## [INSTRUCTIONS FOR THE TASK]
Leave out the pictures and transcribe the rest of the records exactly.

## [LISTED RECORDS]
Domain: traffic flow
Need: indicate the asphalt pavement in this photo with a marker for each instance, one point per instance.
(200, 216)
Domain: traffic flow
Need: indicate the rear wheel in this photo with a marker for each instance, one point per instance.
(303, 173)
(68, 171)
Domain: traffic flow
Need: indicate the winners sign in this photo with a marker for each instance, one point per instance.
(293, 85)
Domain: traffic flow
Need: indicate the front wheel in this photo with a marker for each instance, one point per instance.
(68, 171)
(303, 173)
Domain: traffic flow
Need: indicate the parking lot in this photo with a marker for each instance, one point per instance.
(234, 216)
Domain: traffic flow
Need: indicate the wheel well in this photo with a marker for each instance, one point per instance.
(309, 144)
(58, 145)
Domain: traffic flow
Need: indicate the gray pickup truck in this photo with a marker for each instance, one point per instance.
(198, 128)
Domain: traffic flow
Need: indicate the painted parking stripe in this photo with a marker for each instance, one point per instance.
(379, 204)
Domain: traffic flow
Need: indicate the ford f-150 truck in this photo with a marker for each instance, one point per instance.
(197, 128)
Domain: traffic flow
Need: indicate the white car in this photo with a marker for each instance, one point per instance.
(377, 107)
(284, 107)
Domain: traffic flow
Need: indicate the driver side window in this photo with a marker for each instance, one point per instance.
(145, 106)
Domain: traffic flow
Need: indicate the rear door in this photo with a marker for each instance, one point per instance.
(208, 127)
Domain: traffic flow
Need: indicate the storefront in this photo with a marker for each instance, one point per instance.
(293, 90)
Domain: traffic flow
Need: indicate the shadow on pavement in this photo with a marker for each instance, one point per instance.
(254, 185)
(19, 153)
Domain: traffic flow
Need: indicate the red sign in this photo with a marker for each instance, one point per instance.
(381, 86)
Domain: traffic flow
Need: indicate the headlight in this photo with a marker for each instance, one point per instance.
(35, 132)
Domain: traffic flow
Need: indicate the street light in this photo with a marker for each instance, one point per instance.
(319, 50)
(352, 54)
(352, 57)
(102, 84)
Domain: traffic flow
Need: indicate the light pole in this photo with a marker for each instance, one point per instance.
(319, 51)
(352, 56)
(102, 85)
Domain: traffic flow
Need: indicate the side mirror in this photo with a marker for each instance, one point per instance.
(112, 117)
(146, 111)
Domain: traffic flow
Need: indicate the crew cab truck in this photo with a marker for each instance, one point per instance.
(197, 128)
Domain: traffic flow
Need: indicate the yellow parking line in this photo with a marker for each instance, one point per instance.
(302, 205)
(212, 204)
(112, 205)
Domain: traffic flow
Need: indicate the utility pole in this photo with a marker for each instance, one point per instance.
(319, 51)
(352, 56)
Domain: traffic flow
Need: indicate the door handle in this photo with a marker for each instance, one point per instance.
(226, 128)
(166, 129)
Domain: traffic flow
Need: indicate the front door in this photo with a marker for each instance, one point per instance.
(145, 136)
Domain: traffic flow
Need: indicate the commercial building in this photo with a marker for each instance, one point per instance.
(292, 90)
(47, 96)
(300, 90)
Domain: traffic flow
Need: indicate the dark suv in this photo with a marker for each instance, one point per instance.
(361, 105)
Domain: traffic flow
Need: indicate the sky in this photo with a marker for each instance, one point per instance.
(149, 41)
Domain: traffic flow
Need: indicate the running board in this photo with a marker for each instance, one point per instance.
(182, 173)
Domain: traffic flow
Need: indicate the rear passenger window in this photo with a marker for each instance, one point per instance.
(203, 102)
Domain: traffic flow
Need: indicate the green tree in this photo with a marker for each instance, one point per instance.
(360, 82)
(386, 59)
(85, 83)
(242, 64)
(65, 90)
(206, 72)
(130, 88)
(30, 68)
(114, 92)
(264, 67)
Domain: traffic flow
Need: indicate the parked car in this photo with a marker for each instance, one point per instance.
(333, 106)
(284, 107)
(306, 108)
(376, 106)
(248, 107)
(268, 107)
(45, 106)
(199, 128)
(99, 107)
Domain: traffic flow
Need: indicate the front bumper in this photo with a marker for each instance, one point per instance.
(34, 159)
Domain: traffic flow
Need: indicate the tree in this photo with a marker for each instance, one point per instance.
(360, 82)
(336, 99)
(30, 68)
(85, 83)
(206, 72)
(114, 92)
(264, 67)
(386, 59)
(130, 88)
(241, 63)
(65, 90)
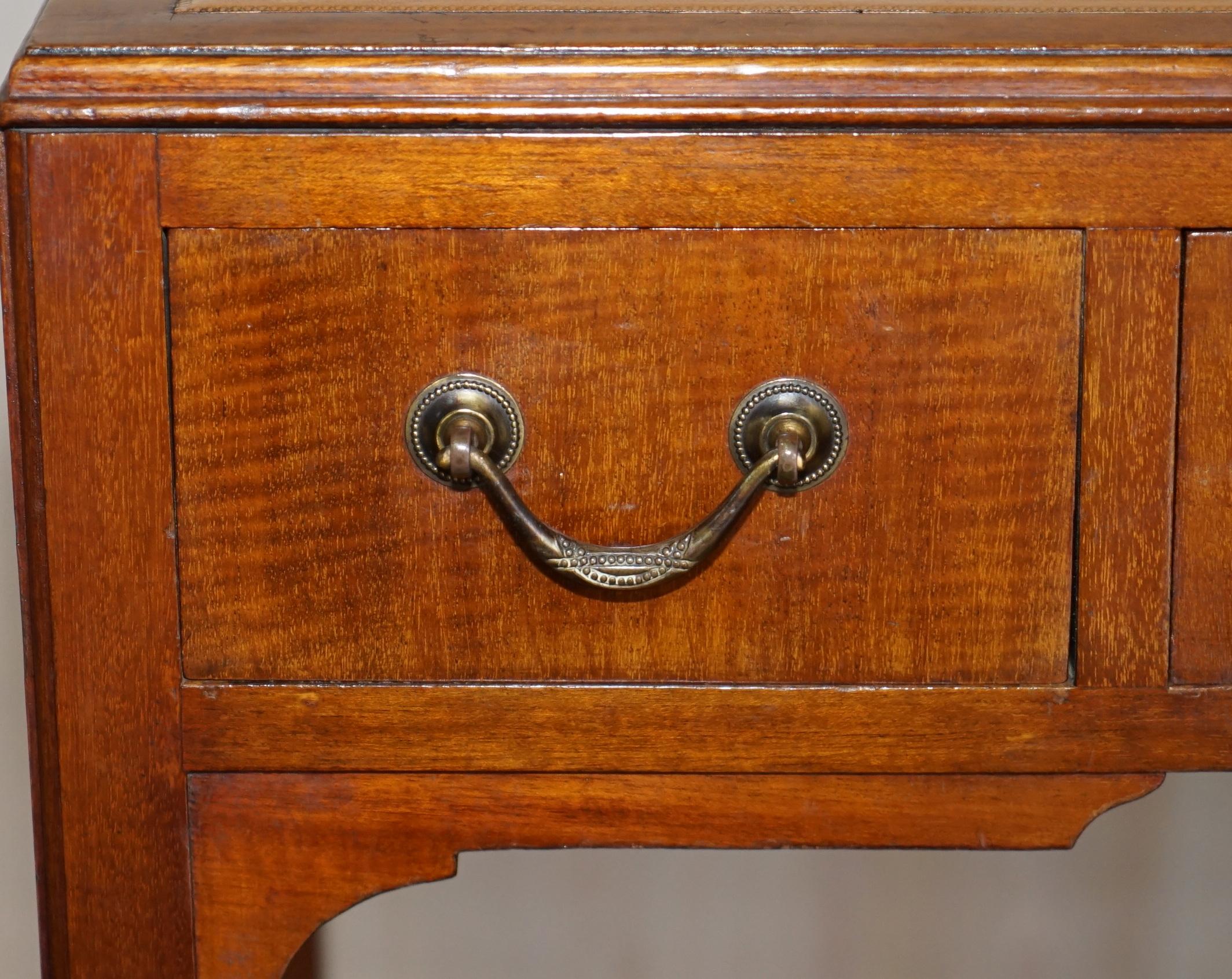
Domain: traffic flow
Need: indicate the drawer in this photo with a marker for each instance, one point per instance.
(939, 551)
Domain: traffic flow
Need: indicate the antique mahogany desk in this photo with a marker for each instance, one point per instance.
(290, 285)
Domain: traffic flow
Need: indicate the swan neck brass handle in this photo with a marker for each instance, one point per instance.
(466, 430)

## [RESPONSE TO THIS TASK]
Domain: traffic flow
Need: indicate the asphalt pavement in this photo with a marker for each instance, one point per instance.
(200, 216)
Domain: traffic flow
Need: indicate the rear wheel in this photo with a marker for each instance, one point per instance.
(303, 173)
(68, 171)
Domain: traffic flow
Need: indicate the winners sign in this photo with a marker for each instance, one point per instance.
(293, 85)
Domain: traffic flow
Need: indicate the front wheel in this photo with a marker for each instance, one point per instance.
(68, 171)
(303, 173)
Domain: traffic flow
Need: indicate the parking lot in this photo with a marker for each instance, one point per instance.
(234, 216)
Domain: traffic flow
Need: indicate the wheel well in this photo with a marker for each instance, one point per instance.
(309, 144)
(58, 145)
Domain: traffic flow
Need: indicate the gray pickup truck in this photo with a marker for each instance, one point per instance.
(198, 128)
Domain: traffic flow
Need: indicate the painted parking stripe in this photo with a marker for each instance, one point per instance.
(379, 204)
Domain: traffic flow
Need: indicate the ford f-150 truck in this photo with a marker for each instance, one point per instance.
(197, 128)
Domain: traffic flow
Need: indicate the white car in this photo with a marker for each instance, one point per instance.
(377, 107)
(284, 107)
Domain: traffic flow
Need: indicate the driver side window in this photo with a marker for each instance, one point per instance.
(145, 106)
Domain: traffic flow
Need: indicate the rear door in this photo with a marker for each instance, one point per instance.
(208, 127)
Domain: traffic flow
Need: indicate the storefront in this photo with a marker for each instance, one point per instance.
(293, 90)
Domain: traffic flow
Need: indicate the shadow on pavement in this photo with a marker for each instance, one point per instance.
(254, 185)
(19, 153)
Domain: traffic flow
Need: indicate the red sign in this photo with a marker for each instance, one point per instance.
(381, 86)
Domain: traffic flow
Need: indicate the headlight in this photo with a marker for each instance, one point per instance.
(35, 132)
Domain: traffic flow
Need: indicate the street light in this photo with a marker for each instance, one point per instance.
(319, 50)
(352, 54)
(352, 57)
(102, 84)
Domain: traffic flow
Need: indicate the light pole in this photo with a marker for each instance, one point per instance.
(319, 51)
(352, 56)
(102, 85)
Domain: traffic flow
Need: indicate the side mirror in this photo with a marker for each instance, one point per instance.
(112, 117)
(146, 111)
Domain: traffic flow
Need: indicate the crew cab truck in this photo with a marker for each instance, one point per instance.
(197, 128)
Domain: traffic flow
Need: indicate the yellow parking line in this photo with a marker for each instance, one point per instance.
(302, 205)
(212, 204)
(112, 205)
Domain: traffic flow
Need: indicate the utility pole in this photo with a marker for each instance, one point per instance.
(319, 51)
(352, 56)
Domain: traffic flow
Need: indicate the door handle in this photo with a marker for each instance, one point per instance.
(226, 128)
(166, 129)
Domain: traffic flow
Need: indicate the front door in this photo with a marker for each instance, one point per instance.
(145, 136)
Domain: traffic flow
Need: indicate the commercial building in this photo with a marker for each instance, one point per instance.
(292, 90)
(47, 96)
(300, 90)
Domain: traffic flow
Need: indicate the dark suv in this photo with a marker for each instance, one point per instance.
(361, 105)
Domain: traffic flow
Need: indicate the sky in this photo with a marker for each instance, one point per instance.
(149, 41)
Domain: traffic flow
Need: indicate the running board in this photo with a marker for each instance, one point per instance.
(182, 173)
Domain: traffic flow
Need: indicate the rear passenger window in this photo with a marker for each instance, one point per instance.
(203, 102)
Domain: traffic flow
Need: indicate the green tree in this photo with a marker for each instance, one point per instance.
(360, 82)
(386, 59)
(85, 83)
(242, 64)
(65, 90)
(206, 72)
(130, 88)
(30, 68)
(114, 92)
(264, 67)
Domain: traffic flow
Need: indicate the parked car in this photo with a marker for each instance, one point per instance.
(333, 106)
(284, 107)
(306, 108)
(376, 106)
(248, 107)
(268, 107)
(45, 106)
(199, 128)
(99, 107)
Domain: traffic flow
Need: indicate the front bumper in this photo with a marker for each instance, one point per instance.
(34, 159)
Domain: traffic flow
Need: indicate the tree in this photo with a marker for each instance, one point per instance.
(360, 82)
(336, 99)
(30, 68)
(85, 83)
(206, 72)
(114, 92)
(264, 67)
(386, 59)
(130, 88)
(241, 63)
(65, 90)
Domain: traffic flow
Need: indicate the drawer in this photo with a marker for each instance, one point per instance.
(939, 551)
Domain: traffic flow
Need: indicate the antique mahogany desk in this photo with a marker for each instance, one point per instance.
(290, 285)
Domain: traffic flow
Need: indicate the swan neck brass handle in this photo with a marker for each instance, one point per instance.
(466, 430)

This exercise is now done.